--- PROMPT ---
Line by line, copy out the data that follows.

--- WORKING DATA ---
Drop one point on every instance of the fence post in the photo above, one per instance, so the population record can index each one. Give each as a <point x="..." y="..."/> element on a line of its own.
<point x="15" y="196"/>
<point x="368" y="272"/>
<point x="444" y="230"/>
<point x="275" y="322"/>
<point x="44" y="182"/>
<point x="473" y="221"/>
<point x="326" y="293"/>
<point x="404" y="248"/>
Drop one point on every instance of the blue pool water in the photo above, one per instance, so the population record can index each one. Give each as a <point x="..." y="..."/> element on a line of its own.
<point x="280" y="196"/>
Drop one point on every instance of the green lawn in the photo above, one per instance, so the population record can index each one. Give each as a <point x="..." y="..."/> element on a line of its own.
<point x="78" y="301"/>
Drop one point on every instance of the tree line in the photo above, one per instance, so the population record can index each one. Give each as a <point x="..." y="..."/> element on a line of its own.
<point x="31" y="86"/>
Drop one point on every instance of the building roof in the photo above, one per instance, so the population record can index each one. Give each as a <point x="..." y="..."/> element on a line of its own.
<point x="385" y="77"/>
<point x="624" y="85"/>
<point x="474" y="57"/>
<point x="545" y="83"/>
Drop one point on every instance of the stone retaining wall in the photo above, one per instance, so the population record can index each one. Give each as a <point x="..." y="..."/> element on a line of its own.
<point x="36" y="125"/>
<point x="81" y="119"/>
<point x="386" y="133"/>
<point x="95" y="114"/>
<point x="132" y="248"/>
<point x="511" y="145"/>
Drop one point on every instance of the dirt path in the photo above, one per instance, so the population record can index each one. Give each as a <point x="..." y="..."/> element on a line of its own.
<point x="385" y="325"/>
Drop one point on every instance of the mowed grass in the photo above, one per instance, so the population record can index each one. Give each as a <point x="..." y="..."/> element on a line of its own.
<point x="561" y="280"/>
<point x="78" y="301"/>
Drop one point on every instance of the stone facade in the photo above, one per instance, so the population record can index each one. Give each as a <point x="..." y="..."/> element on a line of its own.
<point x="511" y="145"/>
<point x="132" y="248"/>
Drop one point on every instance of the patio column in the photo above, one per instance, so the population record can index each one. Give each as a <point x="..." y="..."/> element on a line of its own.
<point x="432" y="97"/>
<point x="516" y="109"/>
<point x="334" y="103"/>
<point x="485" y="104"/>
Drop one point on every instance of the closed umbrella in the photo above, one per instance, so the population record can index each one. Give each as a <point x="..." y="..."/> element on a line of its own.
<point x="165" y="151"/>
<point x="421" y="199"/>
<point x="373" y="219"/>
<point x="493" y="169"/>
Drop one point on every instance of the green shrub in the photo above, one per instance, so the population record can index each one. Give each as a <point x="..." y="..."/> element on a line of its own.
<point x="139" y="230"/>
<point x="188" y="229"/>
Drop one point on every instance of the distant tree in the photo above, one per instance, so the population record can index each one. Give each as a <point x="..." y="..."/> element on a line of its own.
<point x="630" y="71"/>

--- ANSWER TO THE PROBLEM ---
Drop one point on every instance of the fence post in the photo above, one per instance, so the population record can index each one. Give each as a <point x="..." y="..."/> element on a line of its own.
<point x="15" y="196"/>
<point x="368" y="272"/>
<point x="444" y="230"/>
<point x="275" y="322"/>
<point x="44" y="182"/>
<point x="473" y="221"/>
<point x="326" y="293"/>
<point x="404" y="248"/>
Drop one point on every instance of the blue pool water in the photo above, one per instance, so the population record can index each one. Give each as a <point x="..." y="..."/> element on a line of its own.
<point x="280" y="196"/>
Drop one point on every instance of the green lawn in the photo above, one per instance, so the population record can index each one. Give each as a <point x="..." y="..."/> element on a line of its own.
<point x="78" y="301"/>
Drop one point on every instance of the tree line in the photo above, one per instance, so the population record can index each one. Give each as a <point x="..." y="..."/> element on a line of its own.
<point x="31" y="86"/>
Drop one point on every instance of the building roof in the photo above, one per instance, so the population record can index each one. Give each as a <point x="..." y="..."/> element on a line of its own.
<point x="385" y="77"/>
<point x="624" y="85"/>
<point x="474" y="57"/>
<point x="545" y="83"/>
Drop one point on every instance of the stone retaining wall in the photo above, one per instance, so the population record can index each one. Give each as a <point x="..." y="..."/> element on a line of its own.
<point x="36" y="125"/>
<point x="81" y="119"/>
<point x="386" y="133"/>
<point x="95" y="114"/>
<point x="132" y="248"/>
<point x="511" y="145"/>
Drop one point on every instance of the dirt path in the photo above, one per instance, so the population record can index each one. Give each as a <point x="..." y="..."/> element on a line of its own.
<point x="385" y="325"/>
Drop one point on every instance of the mowed grass in the photo above, one per instance, so the population record can index each one. Give each as a <point x="..." y="..."/> element on a line of its own.
<point x="561" y="280"/>
<point x="78" y="301"/>
Drop one point on every instance of the stone facade in the photo above, one per instance, so the population record can index each one. Give each as a <point x="..." y="..."/> element on a line of its own.
<point x="511" y="145"/>
<point x="132" y="248"/>
Drop one point on every instance of the patio column in the photo above, one per instance, so the population record can index each one. Give each as a <point x="..." y="..."/> element on a line of its own.
<point x="432" y="97"/>
<point x="516" y="109"/>
<point x="334" y="103"/>
<point x="485" y="104"/>
Drop one point on every instance of the closed umbrella in the photo above, one per instance, so the population record can index each one. Give each as a <point x="..." y="..."/> element on a line of its own.
<point x="165" y="151"/>
<point x="421" y="199"/>
<point x="373" y="219"/>
<point x="493" y="169"/>
Drop one point on every instance of the green shrub in the photo above, one per instance, so the population record can index each one. Give each as a <point x="..." y="..."/> element on a line of its own.
<point x="139" y="230"/>
<point x="188" y="229"/>
Drop one point on every instance of the distant tree in the photo above, one per instance, so the population record can index each one. Give each as a <point x="..." y="..."/> element on a line of its own.
<point x="630" y="71"/>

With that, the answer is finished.